Given request
Output the data word for word, from its first line through the line that holds "302 309 382 332", both ends included. Leave the pictures out.
— Begin Given data —
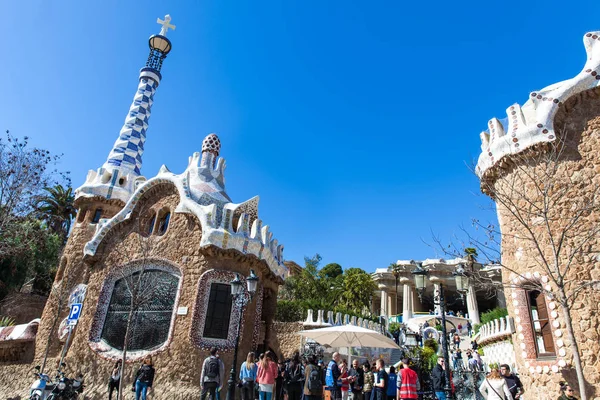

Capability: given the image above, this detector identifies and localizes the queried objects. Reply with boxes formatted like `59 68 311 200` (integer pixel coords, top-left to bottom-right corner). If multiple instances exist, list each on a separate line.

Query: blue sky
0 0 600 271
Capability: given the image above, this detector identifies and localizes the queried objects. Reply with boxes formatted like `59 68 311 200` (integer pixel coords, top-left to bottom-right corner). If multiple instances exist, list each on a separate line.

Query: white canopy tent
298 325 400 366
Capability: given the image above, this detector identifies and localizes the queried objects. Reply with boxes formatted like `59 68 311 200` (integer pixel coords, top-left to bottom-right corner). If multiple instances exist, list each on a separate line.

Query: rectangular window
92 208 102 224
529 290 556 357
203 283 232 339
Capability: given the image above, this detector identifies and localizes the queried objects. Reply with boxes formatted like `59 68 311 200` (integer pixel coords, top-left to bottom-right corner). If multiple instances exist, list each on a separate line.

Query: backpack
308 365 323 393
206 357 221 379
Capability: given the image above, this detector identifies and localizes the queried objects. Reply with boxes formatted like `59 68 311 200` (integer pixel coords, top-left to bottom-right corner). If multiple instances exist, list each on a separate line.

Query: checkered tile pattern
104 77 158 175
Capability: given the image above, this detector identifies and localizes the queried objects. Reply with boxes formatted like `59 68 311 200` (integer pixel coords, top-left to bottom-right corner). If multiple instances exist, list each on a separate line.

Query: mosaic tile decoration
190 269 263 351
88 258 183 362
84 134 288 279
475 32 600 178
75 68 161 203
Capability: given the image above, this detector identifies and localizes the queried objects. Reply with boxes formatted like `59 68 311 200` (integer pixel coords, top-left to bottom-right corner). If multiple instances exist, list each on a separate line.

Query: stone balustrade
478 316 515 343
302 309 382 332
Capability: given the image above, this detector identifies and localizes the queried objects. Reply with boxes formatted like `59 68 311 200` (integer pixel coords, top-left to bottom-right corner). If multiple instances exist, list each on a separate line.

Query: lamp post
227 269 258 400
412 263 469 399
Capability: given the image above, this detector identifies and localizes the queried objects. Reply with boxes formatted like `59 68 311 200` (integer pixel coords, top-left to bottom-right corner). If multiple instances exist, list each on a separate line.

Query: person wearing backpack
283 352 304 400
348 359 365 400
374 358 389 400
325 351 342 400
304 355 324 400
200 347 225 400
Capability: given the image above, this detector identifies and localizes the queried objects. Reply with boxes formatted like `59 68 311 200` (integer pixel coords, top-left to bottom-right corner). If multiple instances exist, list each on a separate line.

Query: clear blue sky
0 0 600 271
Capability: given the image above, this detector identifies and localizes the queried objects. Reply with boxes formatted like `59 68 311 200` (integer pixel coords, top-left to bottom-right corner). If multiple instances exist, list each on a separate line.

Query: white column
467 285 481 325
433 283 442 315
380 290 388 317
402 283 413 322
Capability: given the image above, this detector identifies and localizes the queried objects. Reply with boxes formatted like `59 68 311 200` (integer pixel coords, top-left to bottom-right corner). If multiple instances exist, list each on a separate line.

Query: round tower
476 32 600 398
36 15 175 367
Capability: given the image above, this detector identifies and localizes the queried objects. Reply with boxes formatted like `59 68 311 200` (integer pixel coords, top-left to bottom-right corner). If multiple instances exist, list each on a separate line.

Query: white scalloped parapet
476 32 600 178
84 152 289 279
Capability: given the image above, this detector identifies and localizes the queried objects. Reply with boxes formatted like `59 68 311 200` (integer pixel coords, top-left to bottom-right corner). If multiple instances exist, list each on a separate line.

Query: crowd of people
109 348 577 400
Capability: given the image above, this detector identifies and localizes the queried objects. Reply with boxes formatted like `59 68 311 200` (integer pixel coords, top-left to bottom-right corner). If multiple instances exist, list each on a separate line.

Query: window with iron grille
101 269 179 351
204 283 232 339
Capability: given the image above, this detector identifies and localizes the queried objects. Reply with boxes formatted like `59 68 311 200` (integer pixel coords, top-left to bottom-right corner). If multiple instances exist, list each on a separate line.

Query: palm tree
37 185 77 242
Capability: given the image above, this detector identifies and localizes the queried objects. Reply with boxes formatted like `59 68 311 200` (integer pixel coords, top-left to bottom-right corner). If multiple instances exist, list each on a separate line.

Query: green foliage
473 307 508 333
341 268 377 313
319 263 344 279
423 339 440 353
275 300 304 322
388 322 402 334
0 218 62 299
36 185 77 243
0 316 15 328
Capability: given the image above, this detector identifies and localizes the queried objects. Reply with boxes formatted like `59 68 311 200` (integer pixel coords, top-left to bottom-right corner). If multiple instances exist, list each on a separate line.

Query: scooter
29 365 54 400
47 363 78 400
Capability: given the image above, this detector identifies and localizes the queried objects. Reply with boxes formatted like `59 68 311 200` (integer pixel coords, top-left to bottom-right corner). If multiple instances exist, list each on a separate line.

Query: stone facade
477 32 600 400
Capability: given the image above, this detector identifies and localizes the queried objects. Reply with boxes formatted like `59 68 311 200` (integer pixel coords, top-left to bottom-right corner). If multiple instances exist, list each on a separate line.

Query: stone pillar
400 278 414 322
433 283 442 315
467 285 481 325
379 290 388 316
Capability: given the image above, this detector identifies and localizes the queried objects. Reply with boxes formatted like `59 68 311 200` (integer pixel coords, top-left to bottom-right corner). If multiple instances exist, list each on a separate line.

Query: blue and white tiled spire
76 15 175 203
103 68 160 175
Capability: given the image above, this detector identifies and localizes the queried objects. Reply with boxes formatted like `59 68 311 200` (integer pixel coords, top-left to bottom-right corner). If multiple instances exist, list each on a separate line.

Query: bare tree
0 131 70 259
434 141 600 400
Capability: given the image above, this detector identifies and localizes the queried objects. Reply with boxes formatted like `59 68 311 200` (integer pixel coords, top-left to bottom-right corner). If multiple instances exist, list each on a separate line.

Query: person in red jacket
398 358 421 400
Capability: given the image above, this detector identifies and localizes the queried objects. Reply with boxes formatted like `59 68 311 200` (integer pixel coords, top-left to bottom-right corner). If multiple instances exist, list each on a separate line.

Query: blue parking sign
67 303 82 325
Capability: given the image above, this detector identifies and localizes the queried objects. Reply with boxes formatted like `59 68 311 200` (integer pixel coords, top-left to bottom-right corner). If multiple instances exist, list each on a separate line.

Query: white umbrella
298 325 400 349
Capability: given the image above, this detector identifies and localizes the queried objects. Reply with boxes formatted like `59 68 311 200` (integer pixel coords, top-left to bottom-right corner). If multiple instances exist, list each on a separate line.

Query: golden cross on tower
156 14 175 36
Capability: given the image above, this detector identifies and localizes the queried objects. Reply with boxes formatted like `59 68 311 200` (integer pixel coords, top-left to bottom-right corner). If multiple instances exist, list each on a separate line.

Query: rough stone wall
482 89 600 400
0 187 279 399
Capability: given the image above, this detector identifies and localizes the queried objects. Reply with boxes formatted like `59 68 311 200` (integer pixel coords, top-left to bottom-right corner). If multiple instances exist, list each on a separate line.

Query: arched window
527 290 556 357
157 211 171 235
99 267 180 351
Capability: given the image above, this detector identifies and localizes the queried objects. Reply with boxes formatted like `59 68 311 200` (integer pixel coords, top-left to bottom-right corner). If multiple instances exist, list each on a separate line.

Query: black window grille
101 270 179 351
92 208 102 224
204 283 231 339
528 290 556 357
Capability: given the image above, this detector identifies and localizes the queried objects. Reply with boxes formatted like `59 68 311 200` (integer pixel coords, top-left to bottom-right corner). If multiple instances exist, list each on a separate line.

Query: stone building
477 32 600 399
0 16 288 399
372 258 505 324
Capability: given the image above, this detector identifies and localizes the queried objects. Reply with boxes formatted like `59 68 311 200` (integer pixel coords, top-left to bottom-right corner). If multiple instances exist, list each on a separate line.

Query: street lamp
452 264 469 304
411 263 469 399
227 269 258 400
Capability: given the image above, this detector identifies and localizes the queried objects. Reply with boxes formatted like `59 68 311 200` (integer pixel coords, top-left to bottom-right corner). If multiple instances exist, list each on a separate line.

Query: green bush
— End Given data —
The result
Capability: given the image above, this detector identifies and localizes the queried objects. Reply with boxes formatted like `59 68 311 200` (integer pixel coords, top-left to bottom-right corner). If multiple instances exist, list each on a separate line.

Query: blue sky
0 0 600 271
Capability: given the image above, this detector identifies and localizes the queried objects. Reply with boxes formatted like `59 68 311 200` (integer pixel coords, top-left to bottom-right corner). If multiple instances exist, list each on a separate line.

Query: white canopy tent
298 325 400 366
Capability: given the image above, this detector identifies and localizes the queried objects. Reply with boxes formatted like `59 68 311 200` (integer pixel coords, top-left to bottom-right corner). If multiple instances exist, list each on a separate line.

Query: rectangular window
92 208 102 224
529 290 556 357
203 283 232 339
Capability: given the image above, this detector identifies and localizes the queried objects. Reply with boxes formatted like `59 68 311 200` (integer pixel coords, top-left to bottom-right corner). If multiple instances exist, list each on a separate line.

Query: backpack
308 365 323 393
206 357 221 379
Capability: given the image above, this detector identifies and localizes the queried objects. Reply with boxes formatted like `59 68 311 200` (integer pixel coords, top-left to bottom-right corner). If multiple instances exist, list each on a separate line.

Query: checkered tile pattern
104 77 158 175
Capability: given the image above, this detector identifies and localizes the queried objects. Reply with boxes formatted like `59 68 311 200` (integer pixel coords, top-left to bottom-right corner). If multiple instances exist, list each on a separate line.

Query: mosaic tile decoration
190 269 263 351
88 258 183 362
84 134 288 279
475 32 600 178
75 68 161 203
Capability: given the image above, this detector identifies and localizes the queried objects. Reply with boxes formatted like `59 68 311 200` (integer pixel coords, top-left to bottom-right corner). If multiple instances exist, list each on a separate line.

Query: stone balustrade
478 316 515 343
302 309 382 332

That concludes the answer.